Wednesday, January 16, 2008

Nearing the End of a Long American Film


The American president began his last year in office with a visit to a region left more unstable by his administrations short-sighted policies. Unfortunately his sabre-rattling wasn’t limited to the Alartha sword dance he tried his hand at in Bahrain.

While the White House has billed the trip as an effort to reassure his Arab allies in the Gulf that the US will protect them from Iran, it seems the GCC, while it does have concerns about growing Iranian power, prefers constructive dialogue to an exchange of bellicose rhetoric and grandstanding - as in the battle of the videos over the incident in the Strait of Hormuz. As the Saudi foreign minister said at a press conference “I am talking about Saudi Arabia’s point of view. This is not the time for any provocation in the region”.

"Iran was dangerous, Iran is dangerous and Iran will be dangerous" was Bush’s mantra throughout the trip, and he seemed unfazed by the fact that IAEA chief Muhammad el-Baradei was in Tehran to negotiate on outstanding nuclear issues, or by his own intelligence agencies recent report that said Iran no longer had a nuclear weapons program.

As the Saudi Gazette put it, “If this is the Bush definition of diplomacy, he needs to pick up a dictionary”. Editorials in leading newspapers also lambasted Bush’s much vaunted peace plan, which consigns UN resolutions to the dustbin of history, denying refugees their right of return, and declaring Israel’s West Bank settlements, illegal under international law, “facts on the ground” which must be accommodated by the occupied Palestinians . The “viable state” turns out to be a network of Bantustans with no territorial integrity, with the Palestinians deprived of their best land and water resources.

The other ‘carrot’ to the people of the region was a revival of the short-lived ‘freedom agenda’ in his keynote speech in Abu Dhabi. The speech was in part a repeat of the 2003 state of the union address in the build up to the war on Iraq, substituting Iran as state sponsor of terror on the path to acquiring nukes.

Reeling off a list of democratic elections in the region, he mentioned the Iraqi and Lebanese elections, but skipped the Palestinian election of a Hamas government in favour of the earlier election of Abu Mazen. To Arabs watching the speech live, the glaring omissions was proof, if any were needed, that this wasn’t about universal ideals, but about a Bush principle: with us or against us? Again, the idea that you negotiate not with your allies, but with people who disagree with you, seems an alien concept.

──────────────────────────────

# [Instructions]
• A. In the article on the president's Gulf trip, in which city did he deliver the keynote speech that revived the "freedom agenda"?
• B. Transcribe the section of the article on the president's Gulf trip starting at "Reeling off a" and ending at "an alien concept.".

──────────────────────────────

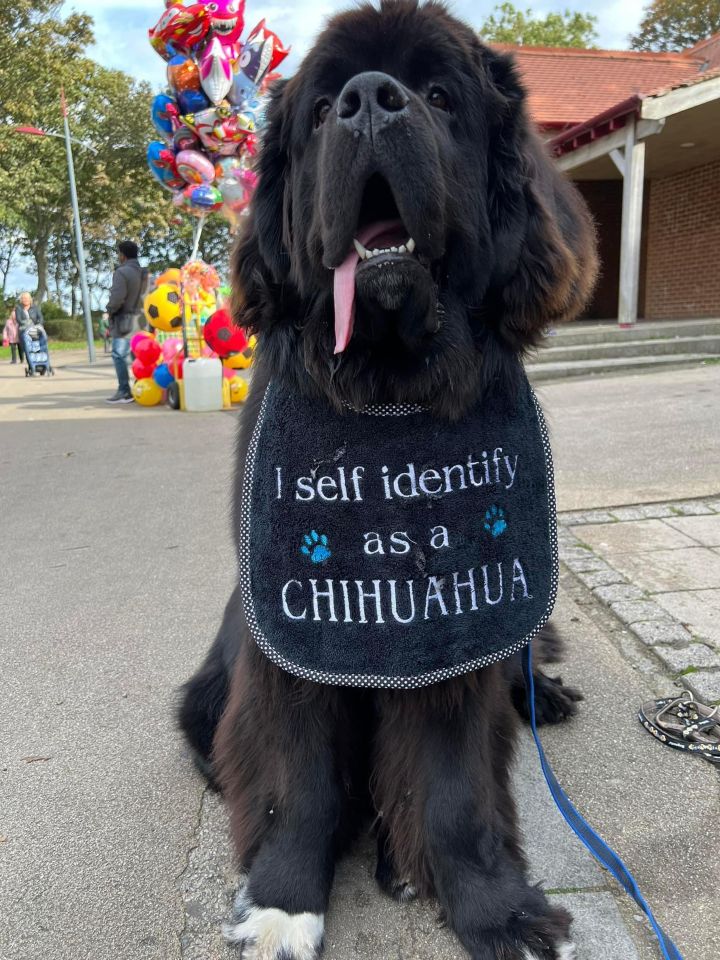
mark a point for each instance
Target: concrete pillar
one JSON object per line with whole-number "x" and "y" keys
{"x": 633, "y": 170}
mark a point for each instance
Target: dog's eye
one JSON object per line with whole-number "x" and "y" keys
{"x": 438, "y": 98}
{"x": 320, "y": 112}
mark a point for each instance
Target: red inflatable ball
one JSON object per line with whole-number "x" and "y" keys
{"x": 142, "y": 371}
{"x": 147, "y": 351}
{"x": 137, "y": 337}
{"x": 223, "y": 336}
{"x": 175, "y": 366}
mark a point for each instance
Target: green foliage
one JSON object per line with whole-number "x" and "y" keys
{"x": 107, "y": 109}
{"x": 676, "y": 24}
{"x": 507, "y": 24}
{"x": 69, "y": 329}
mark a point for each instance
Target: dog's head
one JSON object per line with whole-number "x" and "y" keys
{"x": 408, "y": 233}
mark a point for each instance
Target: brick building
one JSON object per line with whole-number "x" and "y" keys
{"x": 640, "y": 134}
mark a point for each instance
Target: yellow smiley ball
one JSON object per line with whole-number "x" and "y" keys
{"x": 146, "y": 392}
{"x": 238, "y": 390}
{"x": 163, "y": 308}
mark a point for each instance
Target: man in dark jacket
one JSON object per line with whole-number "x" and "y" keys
{"x": 123, "y": 309}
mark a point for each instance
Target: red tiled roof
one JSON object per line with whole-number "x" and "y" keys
{"x": 567, "y": 86}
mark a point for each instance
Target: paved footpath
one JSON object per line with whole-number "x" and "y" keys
{"x": 117, "y": 566}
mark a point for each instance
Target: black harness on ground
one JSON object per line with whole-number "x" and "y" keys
{"x": 384, "y": 548}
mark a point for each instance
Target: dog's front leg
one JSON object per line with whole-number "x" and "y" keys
{"x": 276, "y": 759}
{"x": 450, "y": 817}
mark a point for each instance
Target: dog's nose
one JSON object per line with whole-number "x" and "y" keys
{"x": 371, "y": 100}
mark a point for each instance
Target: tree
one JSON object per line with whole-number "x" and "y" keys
{"x": 507, "y": 24}
{"x": 107, "y": 109}
{"x": 676, "y": 24}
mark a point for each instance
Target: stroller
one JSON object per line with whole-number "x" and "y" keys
{"x": 36, "y": 352}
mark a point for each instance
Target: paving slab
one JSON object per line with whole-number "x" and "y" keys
{"x": 632, "y": 537}
{"x": 703, "y": 529}
{"x": 698, "y": 610}
{"x": 671, "y": 570}
{"x": 112, "y": 847}
{"x": 632, "y": 439}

──────────────────────────────

# [Answers given]
• A. Abu Dhabi

• B.
Reeling off a list of democratic elections in the region, he mentioned the Iraqi and Lebanese elections, but skipped the Palestinian election of a Hamas government in favour of the earlier election of Abu Mazen. To Arabs watching the speech live, the glaring omissions was proof, if any were needed, that this wasn’t about universal ideals, but about a Bush principle: with us or against us? Again, the idea that you negotiate not with your allies, but with people who disagree with you, seems an alien concept.